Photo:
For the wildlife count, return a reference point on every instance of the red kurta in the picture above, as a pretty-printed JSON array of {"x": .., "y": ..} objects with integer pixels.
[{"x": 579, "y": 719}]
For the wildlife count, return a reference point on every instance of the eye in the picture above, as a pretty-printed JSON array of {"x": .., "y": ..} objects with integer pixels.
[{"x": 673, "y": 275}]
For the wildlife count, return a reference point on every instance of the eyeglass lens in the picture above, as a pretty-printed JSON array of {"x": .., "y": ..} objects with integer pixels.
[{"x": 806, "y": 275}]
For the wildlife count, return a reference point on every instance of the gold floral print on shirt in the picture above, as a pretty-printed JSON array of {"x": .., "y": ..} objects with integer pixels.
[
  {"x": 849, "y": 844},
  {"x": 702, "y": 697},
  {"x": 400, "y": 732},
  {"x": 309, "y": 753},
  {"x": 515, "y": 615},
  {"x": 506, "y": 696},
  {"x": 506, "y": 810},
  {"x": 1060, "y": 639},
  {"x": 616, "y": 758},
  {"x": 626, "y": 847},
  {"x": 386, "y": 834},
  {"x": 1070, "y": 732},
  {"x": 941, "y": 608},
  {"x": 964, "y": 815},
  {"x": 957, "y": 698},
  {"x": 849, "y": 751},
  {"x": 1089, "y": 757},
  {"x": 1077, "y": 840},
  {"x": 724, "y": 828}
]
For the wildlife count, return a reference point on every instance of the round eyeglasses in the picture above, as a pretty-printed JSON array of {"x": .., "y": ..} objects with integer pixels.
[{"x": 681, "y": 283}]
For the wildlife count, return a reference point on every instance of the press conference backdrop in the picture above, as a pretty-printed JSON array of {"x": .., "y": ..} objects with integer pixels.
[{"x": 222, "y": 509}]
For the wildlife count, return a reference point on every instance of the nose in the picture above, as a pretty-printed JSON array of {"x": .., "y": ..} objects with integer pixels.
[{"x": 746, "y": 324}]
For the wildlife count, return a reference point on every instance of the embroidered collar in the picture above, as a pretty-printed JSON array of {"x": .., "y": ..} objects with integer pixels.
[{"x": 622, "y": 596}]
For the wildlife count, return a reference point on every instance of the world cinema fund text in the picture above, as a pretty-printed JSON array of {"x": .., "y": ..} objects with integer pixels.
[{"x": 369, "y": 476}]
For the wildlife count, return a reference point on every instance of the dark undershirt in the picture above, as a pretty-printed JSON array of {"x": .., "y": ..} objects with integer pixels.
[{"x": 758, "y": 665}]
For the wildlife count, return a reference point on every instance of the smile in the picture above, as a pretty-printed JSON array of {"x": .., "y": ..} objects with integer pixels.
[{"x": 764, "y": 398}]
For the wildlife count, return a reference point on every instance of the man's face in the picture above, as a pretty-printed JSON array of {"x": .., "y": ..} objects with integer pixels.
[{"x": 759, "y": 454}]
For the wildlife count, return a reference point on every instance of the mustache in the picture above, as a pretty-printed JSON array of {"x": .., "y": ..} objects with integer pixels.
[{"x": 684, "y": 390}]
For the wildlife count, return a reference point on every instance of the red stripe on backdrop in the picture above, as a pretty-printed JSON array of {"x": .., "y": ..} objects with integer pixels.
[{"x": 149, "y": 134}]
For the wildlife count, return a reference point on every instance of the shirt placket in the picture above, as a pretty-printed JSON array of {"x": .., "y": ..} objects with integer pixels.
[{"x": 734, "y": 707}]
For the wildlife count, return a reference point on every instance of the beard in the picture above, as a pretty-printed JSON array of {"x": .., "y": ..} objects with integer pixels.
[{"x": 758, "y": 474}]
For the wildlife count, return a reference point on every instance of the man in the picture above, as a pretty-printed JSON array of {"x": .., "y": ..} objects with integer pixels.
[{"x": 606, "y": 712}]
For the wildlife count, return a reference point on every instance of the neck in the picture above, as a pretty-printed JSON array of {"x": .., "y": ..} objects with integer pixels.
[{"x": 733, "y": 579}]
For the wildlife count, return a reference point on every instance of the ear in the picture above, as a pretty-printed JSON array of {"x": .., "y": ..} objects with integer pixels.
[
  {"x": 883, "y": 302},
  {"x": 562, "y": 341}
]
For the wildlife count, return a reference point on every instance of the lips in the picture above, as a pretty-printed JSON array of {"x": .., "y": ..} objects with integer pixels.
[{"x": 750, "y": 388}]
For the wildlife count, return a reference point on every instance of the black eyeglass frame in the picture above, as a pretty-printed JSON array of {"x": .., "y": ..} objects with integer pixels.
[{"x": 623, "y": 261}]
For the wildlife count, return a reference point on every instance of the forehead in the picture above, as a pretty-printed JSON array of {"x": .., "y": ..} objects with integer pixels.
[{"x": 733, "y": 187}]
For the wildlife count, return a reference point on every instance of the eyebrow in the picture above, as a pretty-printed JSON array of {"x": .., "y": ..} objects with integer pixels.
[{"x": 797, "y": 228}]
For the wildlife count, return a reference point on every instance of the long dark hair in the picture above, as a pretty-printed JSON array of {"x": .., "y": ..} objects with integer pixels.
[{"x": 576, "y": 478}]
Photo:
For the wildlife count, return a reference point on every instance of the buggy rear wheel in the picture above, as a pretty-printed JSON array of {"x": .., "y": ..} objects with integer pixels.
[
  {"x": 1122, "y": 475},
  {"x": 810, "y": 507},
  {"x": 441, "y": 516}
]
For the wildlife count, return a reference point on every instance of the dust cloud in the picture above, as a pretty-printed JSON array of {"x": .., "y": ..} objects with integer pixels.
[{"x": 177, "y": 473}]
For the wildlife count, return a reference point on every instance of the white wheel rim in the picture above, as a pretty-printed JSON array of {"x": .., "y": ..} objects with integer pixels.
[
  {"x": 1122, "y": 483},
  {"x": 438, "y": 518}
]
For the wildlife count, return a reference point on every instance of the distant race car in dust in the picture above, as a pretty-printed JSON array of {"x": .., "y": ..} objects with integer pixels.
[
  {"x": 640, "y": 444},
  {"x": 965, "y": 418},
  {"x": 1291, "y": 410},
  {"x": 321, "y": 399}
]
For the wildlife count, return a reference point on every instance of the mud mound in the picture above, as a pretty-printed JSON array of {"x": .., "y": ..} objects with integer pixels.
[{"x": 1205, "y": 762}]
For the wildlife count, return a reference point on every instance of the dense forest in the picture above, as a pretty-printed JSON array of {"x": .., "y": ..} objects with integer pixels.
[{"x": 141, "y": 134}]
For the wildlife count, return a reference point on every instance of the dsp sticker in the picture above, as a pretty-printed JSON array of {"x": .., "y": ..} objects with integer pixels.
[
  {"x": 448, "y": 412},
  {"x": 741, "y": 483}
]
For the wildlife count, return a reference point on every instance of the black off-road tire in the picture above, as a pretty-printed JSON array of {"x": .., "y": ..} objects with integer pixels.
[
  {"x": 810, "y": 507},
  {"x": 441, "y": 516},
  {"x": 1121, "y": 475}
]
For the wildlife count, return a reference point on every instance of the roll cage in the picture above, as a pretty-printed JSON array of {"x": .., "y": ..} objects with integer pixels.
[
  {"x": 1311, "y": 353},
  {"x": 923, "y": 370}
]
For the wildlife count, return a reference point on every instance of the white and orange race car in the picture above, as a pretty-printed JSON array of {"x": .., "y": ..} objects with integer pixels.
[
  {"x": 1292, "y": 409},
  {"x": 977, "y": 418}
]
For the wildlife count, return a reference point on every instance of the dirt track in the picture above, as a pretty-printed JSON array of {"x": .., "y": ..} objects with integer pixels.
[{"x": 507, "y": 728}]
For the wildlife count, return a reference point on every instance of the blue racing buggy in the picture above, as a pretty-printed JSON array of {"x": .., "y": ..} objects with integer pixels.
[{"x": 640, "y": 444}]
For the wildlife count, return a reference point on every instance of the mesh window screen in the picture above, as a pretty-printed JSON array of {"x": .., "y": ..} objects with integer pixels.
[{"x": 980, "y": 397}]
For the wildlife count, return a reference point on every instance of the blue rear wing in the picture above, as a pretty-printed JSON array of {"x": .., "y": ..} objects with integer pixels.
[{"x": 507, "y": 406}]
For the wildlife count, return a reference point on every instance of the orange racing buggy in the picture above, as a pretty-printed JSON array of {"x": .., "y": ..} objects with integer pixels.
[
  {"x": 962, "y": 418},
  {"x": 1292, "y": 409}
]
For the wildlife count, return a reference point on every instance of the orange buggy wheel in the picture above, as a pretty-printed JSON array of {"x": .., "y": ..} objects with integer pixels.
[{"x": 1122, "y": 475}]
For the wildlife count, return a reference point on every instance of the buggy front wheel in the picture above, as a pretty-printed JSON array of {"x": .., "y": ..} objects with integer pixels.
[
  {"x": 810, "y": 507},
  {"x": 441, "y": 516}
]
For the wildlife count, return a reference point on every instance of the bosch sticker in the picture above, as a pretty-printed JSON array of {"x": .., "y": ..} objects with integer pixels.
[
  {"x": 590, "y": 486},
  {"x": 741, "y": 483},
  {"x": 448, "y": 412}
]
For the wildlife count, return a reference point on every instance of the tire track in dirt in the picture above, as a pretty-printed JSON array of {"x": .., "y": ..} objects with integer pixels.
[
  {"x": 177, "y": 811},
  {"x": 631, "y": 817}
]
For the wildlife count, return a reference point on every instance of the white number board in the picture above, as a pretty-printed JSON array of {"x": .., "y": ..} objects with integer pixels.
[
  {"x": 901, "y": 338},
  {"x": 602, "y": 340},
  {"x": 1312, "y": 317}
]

════

__Work instructions__
Format the lines from the one containing "of the tire" through the end of the data above as a JSON list of strings, one string per line, with any blank lines omitted.

__Task solution__
[
  "For the wildlife count, return a reference point on every instance of the tire track in dirt in the picture above, as a pretty-printed JSON array of {\"x\": .., \"y\": ..} objects with integer pixels.",
  "[",
  "  {\"x\": 177, \"y\": 811},",
  "  {\"x\": 631, \"y\": 817}",
  "]",
  "For the wildlife count, return a reference point on every instance of the white number board in the picture above, as a pretty-printed JSON array of {\"x\": .., \"y\": ..} objects with integer pixels.",
  "[",
  "  {\"x\": 901, \"y\": 338},",
  "  {\"x\": 602, \"y\": 340},",
  "  {\"x\": 1312, \"y\": 317}",
  "]"
]